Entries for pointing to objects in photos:
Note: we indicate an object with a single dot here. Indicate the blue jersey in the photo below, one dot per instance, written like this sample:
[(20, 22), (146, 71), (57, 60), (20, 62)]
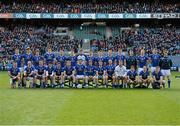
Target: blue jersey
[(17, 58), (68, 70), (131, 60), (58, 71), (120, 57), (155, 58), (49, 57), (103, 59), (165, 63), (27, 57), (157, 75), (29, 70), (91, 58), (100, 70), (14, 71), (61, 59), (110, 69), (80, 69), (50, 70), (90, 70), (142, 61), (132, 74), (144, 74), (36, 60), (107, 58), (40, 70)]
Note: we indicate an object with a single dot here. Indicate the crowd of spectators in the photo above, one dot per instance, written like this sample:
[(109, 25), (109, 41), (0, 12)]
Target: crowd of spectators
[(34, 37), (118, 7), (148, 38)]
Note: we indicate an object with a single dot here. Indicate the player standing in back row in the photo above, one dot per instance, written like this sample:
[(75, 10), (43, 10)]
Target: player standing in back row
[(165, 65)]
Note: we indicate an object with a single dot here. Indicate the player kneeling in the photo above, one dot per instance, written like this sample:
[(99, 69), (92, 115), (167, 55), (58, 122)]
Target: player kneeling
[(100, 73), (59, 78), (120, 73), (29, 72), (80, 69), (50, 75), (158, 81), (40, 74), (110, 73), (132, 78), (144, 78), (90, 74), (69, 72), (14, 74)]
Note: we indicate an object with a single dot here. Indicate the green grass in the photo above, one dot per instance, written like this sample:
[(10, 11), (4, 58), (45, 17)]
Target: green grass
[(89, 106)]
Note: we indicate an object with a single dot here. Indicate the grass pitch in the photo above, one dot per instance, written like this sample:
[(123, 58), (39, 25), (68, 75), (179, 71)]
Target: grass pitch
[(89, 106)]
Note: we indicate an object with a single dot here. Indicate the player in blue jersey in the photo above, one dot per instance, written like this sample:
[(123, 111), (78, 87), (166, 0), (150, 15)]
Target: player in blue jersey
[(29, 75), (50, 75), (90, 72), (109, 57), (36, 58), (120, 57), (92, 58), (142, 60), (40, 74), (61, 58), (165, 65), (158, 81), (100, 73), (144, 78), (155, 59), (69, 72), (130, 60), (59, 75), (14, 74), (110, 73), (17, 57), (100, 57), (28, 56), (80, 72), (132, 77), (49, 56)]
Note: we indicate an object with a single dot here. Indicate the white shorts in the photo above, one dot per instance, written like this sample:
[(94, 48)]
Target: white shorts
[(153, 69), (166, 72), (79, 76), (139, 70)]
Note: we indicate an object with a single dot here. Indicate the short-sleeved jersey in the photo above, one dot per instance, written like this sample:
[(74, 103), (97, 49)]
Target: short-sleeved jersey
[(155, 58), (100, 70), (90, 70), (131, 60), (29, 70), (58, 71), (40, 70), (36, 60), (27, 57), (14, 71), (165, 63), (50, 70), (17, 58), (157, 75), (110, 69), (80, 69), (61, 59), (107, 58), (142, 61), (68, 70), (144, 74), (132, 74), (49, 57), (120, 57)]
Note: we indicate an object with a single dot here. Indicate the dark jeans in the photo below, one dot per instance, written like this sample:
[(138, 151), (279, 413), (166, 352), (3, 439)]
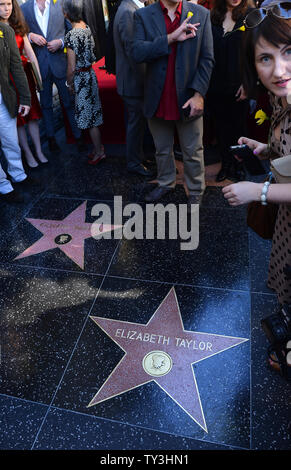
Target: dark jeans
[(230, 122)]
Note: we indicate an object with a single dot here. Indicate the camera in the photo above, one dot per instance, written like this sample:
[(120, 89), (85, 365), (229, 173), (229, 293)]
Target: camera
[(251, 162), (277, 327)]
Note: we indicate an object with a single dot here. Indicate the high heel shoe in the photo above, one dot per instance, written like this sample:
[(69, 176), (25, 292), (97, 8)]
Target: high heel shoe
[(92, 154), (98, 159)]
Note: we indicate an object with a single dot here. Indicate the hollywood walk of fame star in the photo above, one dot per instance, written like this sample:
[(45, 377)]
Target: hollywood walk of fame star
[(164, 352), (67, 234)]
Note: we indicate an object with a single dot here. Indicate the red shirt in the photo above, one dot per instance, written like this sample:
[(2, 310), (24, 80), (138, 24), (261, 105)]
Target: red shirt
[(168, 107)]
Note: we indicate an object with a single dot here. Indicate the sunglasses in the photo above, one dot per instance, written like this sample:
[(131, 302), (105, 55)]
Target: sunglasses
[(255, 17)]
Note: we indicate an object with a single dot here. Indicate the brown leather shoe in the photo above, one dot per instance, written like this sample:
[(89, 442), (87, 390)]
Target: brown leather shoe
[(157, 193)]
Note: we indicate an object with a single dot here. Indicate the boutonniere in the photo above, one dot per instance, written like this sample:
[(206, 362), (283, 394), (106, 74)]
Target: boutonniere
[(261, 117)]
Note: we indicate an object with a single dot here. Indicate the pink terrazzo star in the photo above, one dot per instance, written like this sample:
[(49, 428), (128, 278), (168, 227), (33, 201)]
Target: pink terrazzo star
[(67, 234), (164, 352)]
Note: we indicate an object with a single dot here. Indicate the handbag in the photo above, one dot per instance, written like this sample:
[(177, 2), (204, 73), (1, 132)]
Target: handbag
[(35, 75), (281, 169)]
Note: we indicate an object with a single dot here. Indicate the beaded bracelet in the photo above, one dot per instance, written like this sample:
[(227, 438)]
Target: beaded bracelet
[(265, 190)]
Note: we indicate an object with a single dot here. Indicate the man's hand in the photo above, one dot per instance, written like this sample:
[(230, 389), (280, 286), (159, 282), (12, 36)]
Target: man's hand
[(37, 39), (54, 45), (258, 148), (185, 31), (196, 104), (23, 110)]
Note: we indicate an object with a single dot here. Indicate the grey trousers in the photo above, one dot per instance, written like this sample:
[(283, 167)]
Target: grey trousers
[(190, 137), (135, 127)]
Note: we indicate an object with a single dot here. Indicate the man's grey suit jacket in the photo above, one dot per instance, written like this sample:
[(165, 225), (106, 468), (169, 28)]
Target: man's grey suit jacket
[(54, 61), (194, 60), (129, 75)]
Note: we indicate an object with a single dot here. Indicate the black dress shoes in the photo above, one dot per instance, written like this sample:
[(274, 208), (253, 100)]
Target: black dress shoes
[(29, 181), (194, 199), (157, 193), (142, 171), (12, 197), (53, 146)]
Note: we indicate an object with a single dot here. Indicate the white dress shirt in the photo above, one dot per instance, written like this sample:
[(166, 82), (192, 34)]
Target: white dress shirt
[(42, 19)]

### EXERCISE BRIEF
Return every one of the entries above word for word, omitting the pictures.

### RESULT OF THIS EXERCISE
Note: we indicate an object with a single dot here. Indicate the blue jersey in the photo below, one dot per instance, written like this sample:
[(20, 22), (146, 71), (57, 60), (20, 62)]
Target: blue jersey
[(17, 58), (68, 70), (131, 60), (58, 71), (120, 57), (155, 58), (49, 57), (103, 59), (165, 63), (27, 57), (157, 75), (29, 70), (91, 58), (100, 70), (14, 71), (61, 59), (110, 69), (80, 69), (50, 70), (90, 70), (142, 61), (132, 74), (144, 74), (36, 60), (107, 58), (40, 70)]
Note: we indicate an object with a single dot here. Indicate the crowd of spectators in the photo above, one dot per instance, written like this sample:
[(109, 25), (109, 41), (0, 12)]
Target: crowd of spectators
[(34, 37), (118, 7), (148, 38)]
Note: we indicate an object with a single dot here. Indicate the player standing in back row in the photo above, one dot per instance, written like this sample:
[(75, 10), (43, 10)]
Target: player standing in back row
[(165, 65)]
Note: we indicate an object with a single dot here. Indicate the player kneeling in the photo above, one dot per instance, written like this sample:
[(99, 69), (92, 115), (167, 55), (58, 122)]
Target: player kneeling
[(100, 73), (59, 78), (120, 73), (29, 72), (80, 69), (50, 75), (158, 81), (40, 74), (110, 73), (132, 78), (144, 78), (90, 74), (69, 72), (14, 74)]
Note: we indicate an object with a single dot here. Indicate the green grass in the photo above, one dot per instance, written like this sample:
[(10, 11), (4, 58), (45, 17)]
Target: green grass
[(89, 106)]
Note: we indicate an object with a single dot here. Indicate the grass pitch in the photo above, one dot per instance, written like this sample:
[(123, 58), (39, 25), (68, 75), (179, 71)]
Target: grass pitch
[(89, 106)]
Note: we indicate an object with a single dot here. Indicate the player in blue jersey in the photo above, one dot per instance, written like this sample:
[(123, 111), (78, 87), (166, 0), (150, 15)]
Target: player in blue jersey
[(29, 75), (50, 75), (90, 72), (109, 57), (36, 58), (120, 57), (92, 58), (142, 60), (40, 74), (61, 58), (165, 65), (158, 81), (100, 73), (144, 78), (155, 59), (69, 72), (130, 60), (59, 75), (14, 74), (110, 73), (17, 57), (100, 57), (28, 56), (80, 72), (132, 77), (49, 56)]
Note: we indicate an object with a single dot here. Indicate the white shorts in the photo above, one dot per instance, written like this sample:
[(94, 48)]
Target: white shorts
[(153, 69), (166, 72), (79, 76), (139, 70)]
Note: we indicate an object with a single dot here. Indicate the short-sleeved jersey in the photo above, one dot per instance, written like this sample:
[(74, 103), (97, 49)]
Target: short-sleeved jersey
[(155, 58), (100, 70), (90, 70), (131, 60), (29, 70), (58, 71), (40, 70), (36, 60), (27, 57), (14, 71), (165, 63), (50, 70), (17, 58), (157, 75), (110, 69), (80, 69), (61, 59), (107, 58), (142, 61), (68, 70), (144, 74), (132, 74), (49, 57), (120, 57)]
Note: we indicate an object with a single dot here. Indicate the dark jeans in the photo below, one dot per instance, written like this sample:
[(138, 151), (279, 413), (166, 352), (3, 439)]
Target: dark jeans
[(230, 122)]
Note: we indicate an object with a single dot here. Indicate the camera in the photo above, one dot per instance, written like this sample:
[(120, 89), (85, 365), (229, 173), (229, 293)]
Target: camera
[(251, 162), (277, 327)]
Note: we indicate an object with a single dot here. Indicate the high heel shoe in the photo above, one dot per instance, written like this sample:
[(69, 176), (25, 292), (97, 8)]
Target: high heel shoe
[(92, 154), (98, 159)]
Note: we indicate an object with a single dot here. Indicate the hollywood walk of fame star in the photo above, one dot per instance, written like this sample:
[(45, 377)]
Target: hollywood walk of fame star
[(164, 352), (67, 234)]
Note: we indicate an object with a single dot here. Indicate the red shirt in the photo above, one dot per instance, written like this sample:
[(2, 310), (24, 80), (138, 24), (261, 105)]
Target: red shirt
[(168, 107)]
Note: we indicate an object with a single dot here. Indicate the sunglasses in the photo above, one dot per instance, written like this sample:
[(131, 302), (105, 55)]
Target: sunglasses
[(255, 17)]
Note: we indicate an object with a single dot here. Indicate the brown leather shoe in the photo above, one dot per instance, written like this sample:
[(89, 442), (87, 390)]
Target: brown leather shoe
[(157, 193)]
Note: we indicate an object with a single dot here. Indicate the boutonniere in the photo above, one dot per instance, written like this sample:
[(206, 362), (283, 394), (106, 74)]
Target: boutonniere
[(261, 117)]
Note: we indicate an object with a single dot here. Indicate the pink terrazzo star in the photo above, one dot per instance, written like this sample:
[(49, 428), (128, 278), (168, 227), (33, 201)]
Target: pink terrazzo star
[(67, 234), (164, 352)]
Note: we indicate an object with a single dot here. Indicate the handbag in the photo above, one dot per instance, written like this sample:
[(177, 2), (204, 73), (1, 132)]
Target: handbag
[(35, 75), (281, 169)]
Note: we indicate an object with a single dot here. Indicate the beaded bracelet in the photo above, one dot per instance, written like this sample:
[(227, 438)]
Target: beaded bracelet
[(265, 190)]
Note: we indicate an object with a single dot here. Indicate the man's hand in the photo above, one dot per instance, written like this sample:
[(230, 389), (280, 286), (159, 282), (12, 36)]
Target: man's hand
[(37, 39), (54, 45), (258, 148), (185, 31), (196, 104), (23, 110)]
Note: we indicate an object with a single dot here. Indicate the grey trousers in the photo above, one dot per instance, written like this sample:
[(283, 167)]
Target: grey trousers
[(190, 137), (135, 127)]
Note: we indicate an object with a single dot here. Indicate the man's grey suit jacket in the photo above, one dot per instance, written like this sample:
[(165, 225), (106, 468), (169, 28)]
Target: man's grey suit jacket
[(54, 61), (194, 60), (129, 75)]
Note: we indicate an object with a single dot here. Indicate the black dress shoes in the photo above, one dot per instance, written like this sample:
[(274, 208), (253, 100)]
Target: black dress shoes
[(29, 181), (194, 199), (157, 193), (142, 171), (12, 197), (53, 146)]
Note: we indicate an object with a single dot here. Indicate the white dress shirt in the photo above, one dot per instance, written like this sample:
[(166, 82), (192, 34)]
Target: white dress shirt
[(42, 19)]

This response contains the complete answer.